Extract every line of the rows below that contains the word "yellow". Case counts.

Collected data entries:
******
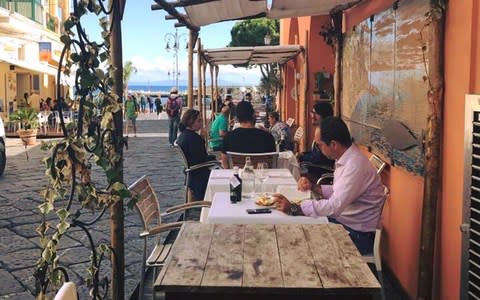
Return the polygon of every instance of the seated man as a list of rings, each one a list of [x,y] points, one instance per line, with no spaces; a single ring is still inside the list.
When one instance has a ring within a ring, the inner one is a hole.
[[[237,105],[240,126],[228,132],[223,139],[222,166],[228,168],[227,151],[242,153],[275,152],[275,140],[265,130],[255,128],[255,111],[248,101]]]
[[[380,219],[385,194],[380,176],[370,161],[352,144],[347,125],[328,117],[320,125],[319,146],[323,154],[335,159],[332,186],[320,186],[322,200],[292,204],[281,194],[274,194],[277,208],[290,215],[328,216],[342,224],[361,254],[372,253],[375,229]],[[298,181],[300,190],[312,188],[305,177]]]
[[[275,142],[279,144],[280,151],[293,150],[292,134],[287,124],[280,122],[280,115],[273,111],[268,113],[268,122],[270,123],[270,133]]]
[[[223,137],[228,132],[228,115],[230,114],[230,107],[222,107],[221,113],[215,118],[210,127],[210,141],[208,146],[213,151],[220,151],[223,147]]]
[[[318,128],[318,125],[322,119],[326,117],[331,117],[333,115],[332,106],[329,103],[317,103],[313,106],[312,111],[310,112],[312,125]],[[317,131],[315,131],[315,140],[317,140]],[[307,178],[312,182],[316,182],[324,173],[330,173],[328,169],[333,169],[334,161],[328,159],[323,155],[322,151],[318,147],[317,143],[314,143],[311,151],[302,152],[298,155],[298,162],[312,163],[316,166],[308,166]],[[325,168],[326,167],[326,168]]]

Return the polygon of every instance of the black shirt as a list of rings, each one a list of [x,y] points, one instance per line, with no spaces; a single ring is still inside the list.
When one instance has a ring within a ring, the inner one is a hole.
[[[273,136],[257,128],[237,128],[228,132],[223,139],[223,150],[241,153],[275,152]]]

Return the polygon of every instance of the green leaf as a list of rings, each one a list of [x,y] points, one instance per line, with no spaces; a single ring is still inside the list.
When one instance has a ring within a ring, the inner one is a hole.
[[[53,204],[50,202],[44,202],[38,206],[38,209],[42,214],[46,215],[53,210]]]
[[[65,208],[60,208],[59,210],[57,210],[57,216],[60,221],[64,221],[66,218],[68,218],[69,215],[70,213]]]
[[[57,230],[59,234],[63,235],[68,228],[70,228],[70,223],[68,222],[60,222],[57,224]]]

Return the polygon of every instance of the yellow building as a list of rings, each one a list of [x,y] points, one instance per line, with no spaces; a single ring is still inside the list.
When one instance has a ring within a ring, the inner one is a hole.
[[[61,24],[69,14],[68,0],[0,0],[0,114],[4,118],[25,93],[37,110],[41,99],[56,98]]]

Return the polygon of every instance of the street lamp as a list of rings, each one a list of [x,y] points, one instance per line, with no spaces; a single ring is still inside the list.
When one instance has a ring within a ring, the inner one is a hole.
[[[266,34],[265,37],[263,38],[263,42],[265,43],[265,45],[270,45],[270,43],[272,42],[272,37],[270,36],[270,34]]]
[[[173,78],[175,78],[175,87],[178,90],[178,76],[180,72],[178,71],[178,51],[180,51],[180,43],[181,39],[184,38],[184,43],[188,47],[187,42],[185,41],[186,34],[178,34],[178,30],[175,29],[175,33],[167,33],[165,34],[165,50],[167,52],[173,51],[173,57],[175,57],[175,66],[174,70],[172,71]],[[168,76],[170,76],[170,72],[168,72]]]

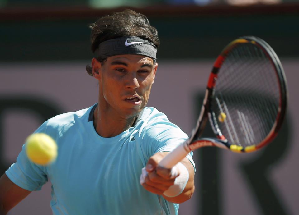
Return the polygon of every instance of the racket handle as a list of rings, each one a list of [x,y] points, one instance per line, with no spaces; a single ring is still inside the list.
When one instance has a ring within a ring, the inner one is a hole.
[[[187,141],[185,142],[164,157],[159,165],[167,169],[172,168],[183,160],[190,151]]]

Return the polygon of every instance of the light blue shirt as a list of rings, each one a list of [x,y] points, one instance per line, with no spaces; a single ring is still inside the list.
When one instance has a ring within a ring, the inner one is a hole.
[[[140,185],[141,169],[159,152],[171,151],[187,135],[153,108],[145,108],[135,126],[115,137],[100,136],[93,114],[97,104],[57,116],[36,132],[56,141],[56,161],[46,166],[28,160],[24,147],[6,173],[30,191],[52,184],[54,214],[177,214],[178,204],[149,192]],[[187,156],[194,166],[192,154]]]

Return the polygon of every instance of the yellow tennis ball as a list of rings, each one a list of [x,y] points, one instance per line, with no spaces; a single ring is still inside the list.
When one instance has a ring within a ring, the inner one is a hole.
[[[218,116],[218,120],[220,122],[224,122],[226,118],[226,115],[224,113],[221,112]]]
[[[33,134],[26,140],[26,153],[29,159],[39,165],[47,165],[57,157],[57,145],[49,135],[43,133]]]

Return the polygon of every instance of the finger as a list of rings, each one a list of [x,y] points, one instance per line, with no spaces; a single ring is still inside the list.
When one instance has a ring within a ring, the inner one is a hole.
[[[146,167],[146,171],[150,172],[155,169],[159,162],[163,158],[163,156],[161,154],[156,153],[150,158]]]
[[[159,184],[153,182],[147,179],[145,179],[145,183],[153,187],[155,187],[163,192],[168,189],[171,185],[167,185],[163,184]]]
[[[155,193],[156,194],[162,195],[164,192],[163,190],[161,190],[158,188],[152,187],[147,184],[144,184],[142,185],[142,186],[143,186],[144,189],[148,191]]]
[[[158,166],[156,172],[158,175],[165,179],[175,179],[180,175],[179,169],[176,166],[170,169]]]
[[[155,171],[148,173],[145,180],[148,180],[155,183],[164,184],[167,186],[171,186],[174,183],[175,178],[165,178],[158,175]]]
[[[148,176],[147,172],[144,167],[142,168],[141,170],[141,174],[140,175],[140,184],[142,185],[145,181],[145,178]]]

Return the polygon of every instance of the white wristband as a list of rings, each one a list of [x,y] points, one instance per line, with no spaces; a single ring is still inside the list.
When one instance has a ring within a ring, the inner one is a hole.
[[[172,174],[175,174],[175,173],[178,172],[180,172],[180,175],[176,178],[174,184],[163,193],[166,196],[174,197],[178,196],[182,193],[186,186],[189,179],[189,172],[185,165],[180,162],[171,169]]]

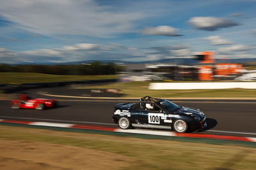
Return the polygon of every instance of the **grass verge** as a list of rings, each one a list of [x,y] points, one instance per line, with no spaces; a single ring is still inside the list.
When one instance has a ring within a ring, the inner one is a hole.
[[[0,73],[0,84],[46,83],[116,78],[115,75],[72,76],[33,73]]]
[[[149,90],[149,82],[131,81],[109,83],[99,86],[84,86],[79,89],[119,89],[124,97],[255,97],[256,89],[220,90]]]
[[[80,148],[77,150],[81,152],[88,149],[93,153],[104,152],[104,155],[94,158],[100,162],[111,160],[108,159],[110,154],[124,158],[125,160],[119,161],[124,161],[125,164],[129,160],[125,166],[116,167],[116,169],[256,169],[256,148],[230,145],[146,139],[3,125],[0,126],[0,141],[9,141],[10,143],[12,141],[18,141],[18,143],[26,142],[29,144],[27,147],[30,145],[42,147],[36,145],[39,143],[57,145],[54,148],[61,158],[67,156],[61,155],[65,153],[61,146],[72,146]],[[9,147],[8,149],[12,150],[14,146],[9,145]],[[49,147],[45,147],[44,152],[49,153],[51,152],[49,149]],[[6,154],[2,153],[1,156]],[[30,152],[29,154],[33,153]],[[15,155],[19,154],[16,153]],[[69,159],[72,159],[75,164],[81,163],[76,161],[83,161],[83,159],[77,160],[74,157],[70,157]],[[88,167],[84,168],[90,169]],[[106,169],[111,168],[113,167]]]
******
▸ Output:
Return the polygon of every instance of the yellow building as a list of rings, each one a list of [x,y] points, one instance per line, with no spaces; a single ring is still inside the list.
Return the polygon of every instance of the yellow tennis ball as a list of rings, each one a list of [x,y] points, one instance per line, with no spaces; a single ring is still inside the list.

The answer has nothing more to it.